Activity>
Output, word for word, the lines of this listing that fall between the line with "Reviewer note: confirm that every instance of the dual" and the line with "Reviewer note: confirm that every instance of the wheel hub", counting both of those lines, and no others.

Information supplied>
☆ ☆ ☆ ☆

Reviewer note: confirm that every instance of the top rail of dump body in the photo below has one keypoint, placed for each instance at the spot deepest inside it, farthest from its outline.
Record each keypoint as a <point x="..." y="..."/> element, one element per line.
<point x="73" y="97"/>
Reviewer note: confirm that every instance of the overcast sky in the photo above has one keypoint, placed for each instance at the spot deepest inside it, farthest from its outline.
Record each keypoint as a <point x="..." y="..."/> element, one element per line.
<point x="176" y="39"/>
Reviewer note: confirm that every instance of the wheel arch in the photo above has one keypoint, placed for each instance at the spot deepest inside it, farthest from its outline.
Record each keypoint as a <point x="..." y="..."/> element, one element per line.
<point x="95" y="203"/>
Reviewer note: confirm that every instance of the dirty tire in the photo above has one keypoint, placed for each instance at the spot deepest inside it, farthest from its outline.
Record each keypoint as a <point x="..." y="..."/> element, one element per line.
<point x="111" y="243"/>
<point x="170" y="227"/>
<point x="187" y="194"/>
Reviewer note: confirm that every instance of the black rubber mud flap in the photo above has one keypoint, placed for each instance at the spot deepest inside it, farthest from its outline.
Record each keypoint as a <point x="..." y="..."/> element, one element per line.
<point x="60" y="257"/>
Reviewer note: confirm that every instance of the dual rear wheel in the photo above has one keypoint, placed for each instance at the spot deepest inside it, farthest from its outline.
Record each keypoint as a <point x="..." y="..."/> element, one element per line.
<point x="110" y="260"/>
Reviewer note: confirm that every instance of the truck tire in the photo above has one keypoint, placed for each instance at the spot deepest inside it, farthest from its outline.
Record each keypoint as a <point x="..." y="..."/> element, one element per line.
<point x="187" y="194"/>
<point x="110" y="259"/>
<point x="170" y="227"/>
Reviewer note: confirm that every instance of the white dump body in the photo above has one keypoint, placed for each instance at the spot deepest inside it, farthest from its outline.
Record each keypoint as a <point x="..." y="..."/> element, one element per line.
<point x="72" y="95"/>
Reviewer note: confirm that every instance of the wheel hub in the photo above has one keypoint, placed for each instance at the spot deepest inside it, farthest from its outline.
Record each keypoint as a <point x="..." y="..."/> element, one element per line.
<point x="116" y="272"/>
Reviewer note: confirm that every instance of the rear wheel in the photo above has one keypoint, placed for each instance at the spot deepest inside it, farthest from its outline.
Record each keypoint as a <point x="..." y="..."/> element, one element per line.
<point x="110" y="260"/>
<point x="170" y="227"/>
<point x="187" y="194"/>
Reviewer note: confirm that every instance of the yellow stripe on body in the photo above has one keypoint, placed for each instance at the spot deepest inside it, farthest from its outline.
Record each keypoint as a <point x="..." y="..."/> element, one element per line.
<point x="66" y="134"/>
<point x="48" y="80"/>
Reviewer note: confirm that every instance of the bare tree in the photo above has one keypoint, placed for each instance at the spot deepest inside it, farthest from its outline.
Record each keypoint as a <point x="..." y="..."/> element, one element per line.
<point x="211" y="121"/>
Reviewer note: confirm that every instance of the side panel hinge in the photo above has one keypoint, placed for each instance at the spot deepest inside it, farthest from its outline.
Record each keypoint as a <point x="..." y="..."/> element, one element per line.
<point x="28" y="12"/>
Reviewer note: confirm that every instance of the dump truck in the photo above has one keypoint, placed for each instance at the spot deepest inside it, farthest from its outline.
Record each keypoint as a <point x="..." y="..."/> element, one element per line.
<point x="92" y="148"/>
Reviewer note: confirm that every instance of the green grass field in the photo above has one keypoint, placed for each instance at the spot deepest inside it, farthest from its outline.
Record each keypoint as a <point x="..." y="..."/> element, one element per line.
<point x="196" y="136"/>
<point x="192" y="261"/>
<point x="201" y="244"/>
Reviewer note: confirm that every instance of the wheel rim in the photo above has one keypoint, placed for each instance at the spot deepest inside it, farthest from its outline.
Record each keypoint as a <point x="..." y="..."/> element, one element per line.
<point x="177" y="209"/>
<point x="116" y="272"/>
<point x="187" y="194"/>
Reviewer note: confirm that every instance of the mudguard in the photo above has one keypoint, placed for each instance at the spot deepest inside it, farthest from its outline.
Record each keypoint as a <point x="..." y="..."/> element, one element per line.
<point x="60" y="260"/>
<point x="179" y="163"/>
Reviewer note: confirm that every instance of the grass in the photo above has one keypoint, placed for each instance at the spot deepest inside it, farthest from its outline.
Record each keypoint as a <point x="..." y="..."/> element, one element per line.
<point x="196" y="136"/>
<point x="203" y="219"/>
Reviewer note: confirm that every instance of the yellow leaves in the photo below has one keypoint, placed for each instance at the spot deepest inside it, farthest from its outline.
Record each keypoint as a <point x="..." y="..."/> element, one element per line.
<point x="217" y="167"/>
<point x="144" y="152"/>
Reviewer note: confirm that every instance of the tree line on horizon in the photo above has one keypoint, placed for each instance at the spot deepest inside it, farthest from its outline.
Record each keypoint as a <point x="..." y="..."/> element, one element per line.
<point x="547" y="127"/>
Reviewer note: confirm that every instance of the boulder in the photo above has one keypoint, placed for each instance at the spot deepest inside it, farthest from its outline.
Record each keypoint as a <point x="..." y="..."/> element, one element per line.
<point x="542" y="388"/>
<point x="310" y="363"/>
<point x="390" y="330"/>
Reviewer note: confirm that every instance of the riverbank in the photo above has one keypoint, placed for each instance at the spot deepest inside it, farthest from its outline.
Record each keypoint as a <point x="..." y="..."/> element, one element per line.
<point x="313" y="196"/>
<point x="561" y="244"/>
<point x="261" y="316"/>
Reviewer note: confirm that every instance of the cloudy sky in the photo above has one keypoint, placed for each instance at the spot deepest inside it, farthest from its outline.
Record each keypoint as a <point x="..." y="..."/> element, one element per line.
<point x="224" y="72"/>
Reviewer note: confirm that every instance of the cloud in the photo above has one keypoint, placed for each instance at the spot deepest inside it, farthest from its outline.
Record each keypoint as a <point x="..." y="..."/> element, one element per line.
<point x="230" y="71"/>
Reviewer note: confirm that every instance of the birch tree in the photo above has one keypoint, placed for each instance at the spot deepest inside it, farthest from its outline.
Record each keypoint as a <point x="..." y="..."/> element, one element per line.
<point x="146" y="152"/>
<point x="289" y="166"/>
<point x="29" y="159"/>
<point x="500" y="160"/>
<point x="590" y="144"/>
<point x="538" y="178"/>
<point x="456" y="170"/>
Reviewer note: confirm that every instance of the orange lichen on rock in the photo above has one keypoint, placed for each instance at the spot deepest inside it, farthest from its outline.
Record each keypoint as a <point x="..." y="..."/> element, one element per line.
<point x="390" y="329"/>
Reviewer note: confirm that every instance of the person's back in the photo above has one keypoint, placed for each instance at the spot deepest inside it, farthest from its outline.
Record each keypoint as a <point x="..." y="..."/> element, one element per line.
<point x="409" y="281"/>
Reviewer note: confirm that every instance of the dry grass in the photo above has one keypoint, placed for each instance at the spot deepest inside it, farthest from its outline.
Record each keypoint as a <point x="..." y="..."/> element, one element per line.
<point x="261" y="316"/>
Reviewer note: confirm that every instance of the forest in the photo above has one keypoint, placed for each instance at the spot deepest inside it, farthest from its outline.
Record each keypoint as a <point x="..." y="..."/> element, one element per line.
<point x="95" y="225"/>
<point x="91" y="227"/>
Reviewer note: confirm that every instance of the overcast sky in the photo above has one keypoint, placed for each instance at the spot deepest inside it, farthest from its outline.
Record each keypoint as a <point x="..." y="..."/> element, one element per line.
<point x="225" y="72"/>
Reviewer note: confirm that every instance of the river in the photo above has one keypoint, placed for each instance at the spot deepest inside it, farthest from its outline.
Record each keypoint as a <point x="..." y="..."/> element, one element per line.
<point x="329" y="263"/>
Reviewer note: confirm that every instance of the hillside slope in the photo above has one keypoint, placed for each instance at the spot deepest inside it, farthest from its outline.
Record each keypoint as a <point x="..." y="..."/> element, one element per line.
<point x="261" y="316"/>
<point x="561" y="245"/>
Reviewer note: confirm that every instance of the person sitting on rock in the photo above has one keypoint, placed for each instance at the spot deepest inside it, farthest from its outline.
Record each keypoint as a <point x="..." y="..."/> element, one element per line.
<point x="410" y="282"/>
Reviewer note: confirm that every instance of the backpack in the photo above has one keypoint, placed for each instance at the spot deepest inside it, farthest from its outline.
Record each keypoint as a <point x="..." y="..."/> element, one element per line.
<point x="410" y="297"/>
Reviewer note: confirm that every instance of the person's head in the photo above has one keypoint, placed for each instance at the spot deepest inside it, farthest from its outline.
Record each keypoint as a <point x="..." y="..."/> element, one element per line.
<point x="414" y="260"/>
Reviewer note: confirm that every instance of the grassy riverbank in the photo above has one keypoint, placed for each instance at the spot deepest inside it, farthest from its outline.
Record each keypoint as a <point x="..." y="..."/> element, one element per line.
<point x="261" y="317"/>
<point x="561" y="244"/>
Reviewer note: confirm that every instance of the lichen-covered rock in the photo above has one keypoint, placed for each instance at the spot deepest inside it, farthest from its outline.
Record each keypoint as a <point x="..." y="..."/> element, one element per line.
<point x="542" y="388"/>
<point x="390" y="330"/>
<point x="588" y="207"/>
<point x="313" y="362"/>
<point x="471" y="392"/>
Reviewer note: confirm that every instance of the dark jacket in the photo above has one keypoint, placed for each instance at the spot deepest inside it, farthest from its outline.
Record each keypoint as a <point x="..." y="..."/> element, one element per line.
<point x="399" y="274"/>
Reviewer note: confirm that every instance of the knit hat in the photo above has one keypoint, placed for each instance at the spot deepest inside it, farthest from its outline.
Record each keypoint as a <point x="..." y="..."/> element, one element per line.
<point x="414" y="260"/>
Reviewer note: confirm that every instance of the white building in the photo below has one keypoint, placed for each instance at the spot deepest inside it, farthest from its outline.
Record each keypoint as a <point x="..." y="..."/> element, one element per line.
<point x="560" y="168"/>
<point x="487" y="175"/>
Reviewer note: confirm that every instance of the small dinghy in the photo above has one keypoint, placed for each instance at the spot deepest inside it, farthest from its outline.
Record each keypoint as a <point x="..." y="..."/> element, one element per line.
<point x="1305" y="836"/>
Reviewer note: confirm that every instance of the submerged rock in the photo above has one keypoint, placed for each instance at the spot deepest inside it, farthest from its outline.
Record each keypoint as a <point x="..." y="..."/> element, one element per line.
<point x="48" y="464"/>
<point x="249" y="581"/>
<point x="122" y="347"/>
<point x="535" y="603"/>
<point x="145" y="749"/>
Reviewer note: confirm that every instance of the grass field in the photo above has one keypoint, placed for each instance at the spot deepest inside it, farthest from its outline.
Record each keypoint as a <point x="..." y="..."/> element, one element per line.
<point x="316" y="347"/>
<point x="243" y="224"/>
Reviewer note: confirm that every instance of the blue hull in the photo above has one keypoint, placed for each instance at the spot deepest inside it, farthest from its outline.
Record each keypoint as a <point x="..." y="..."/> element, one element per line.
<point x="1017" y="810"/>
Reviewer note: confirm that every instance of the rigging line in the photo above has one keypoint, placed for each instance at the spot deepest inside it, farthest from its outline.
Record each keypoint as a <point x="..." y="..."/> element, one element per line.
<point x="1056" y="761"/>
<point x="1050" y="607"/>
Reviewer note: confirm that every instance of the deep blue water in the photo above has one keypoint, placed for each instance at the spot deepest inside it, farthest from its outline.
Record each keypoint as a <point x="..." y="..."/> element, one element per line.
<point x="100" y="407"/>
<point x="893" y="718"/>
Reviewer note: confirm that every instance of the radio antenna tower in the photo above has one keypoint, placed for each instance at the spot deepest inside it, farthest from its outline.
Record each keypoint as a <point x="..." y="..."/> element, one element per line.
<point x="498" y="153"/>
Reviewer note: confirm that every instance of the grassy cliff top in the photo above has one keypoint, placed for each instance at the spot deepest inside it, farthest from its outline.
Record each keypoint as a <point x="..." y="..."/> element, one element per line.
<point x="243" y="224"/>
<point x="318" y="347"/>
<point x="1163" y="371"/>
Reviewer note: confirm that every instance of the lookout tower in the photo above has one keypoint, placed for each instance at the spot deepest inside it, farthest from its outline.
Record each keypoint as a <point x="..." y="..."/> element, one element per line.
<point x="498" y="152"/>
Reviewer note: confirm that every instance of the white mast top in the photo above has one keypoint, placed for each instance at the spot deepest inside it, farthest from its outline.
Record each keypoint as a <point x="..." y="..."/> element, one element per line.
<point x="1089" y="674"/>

☆ ☆ ☆ ☆

Response to the exercise>
Reviewer note: confirm that every instance of the dual rear wheel in the photo above has one keypoint, placed for each instance at the spot deepest inside it, farthest from its outline.
Record each keypoint as a <point x="..." y="..."/> element, one element per line.
<point x="110" y="260"/>
Reviewer note: confirm that every instance of the truck tire in the photo above has one keypoint, placed for each instance at the spot deepest inside it, farthest from its outline.
Record each keypoint as a <point x="..." y="..."/> element, one element per line.
<point x="187" y="194"/>
<point x="110" y="259"/>
<point x="170" y="227"/>
Reviewer note: confirm that every instance of the white dump body in the photo above has one keypoint, placed for each instance at the spot deepest inside it, farthest from its outline.
Record each keypoint as a <point x="..." y="..."/> element, one element per line.
<point x="72" y="95"/>
Reviewer note: confirm that every instance of the wheel hub in the photo above has one keypoint, placed for each instance at the spot deepest inside it, farthest from its outline.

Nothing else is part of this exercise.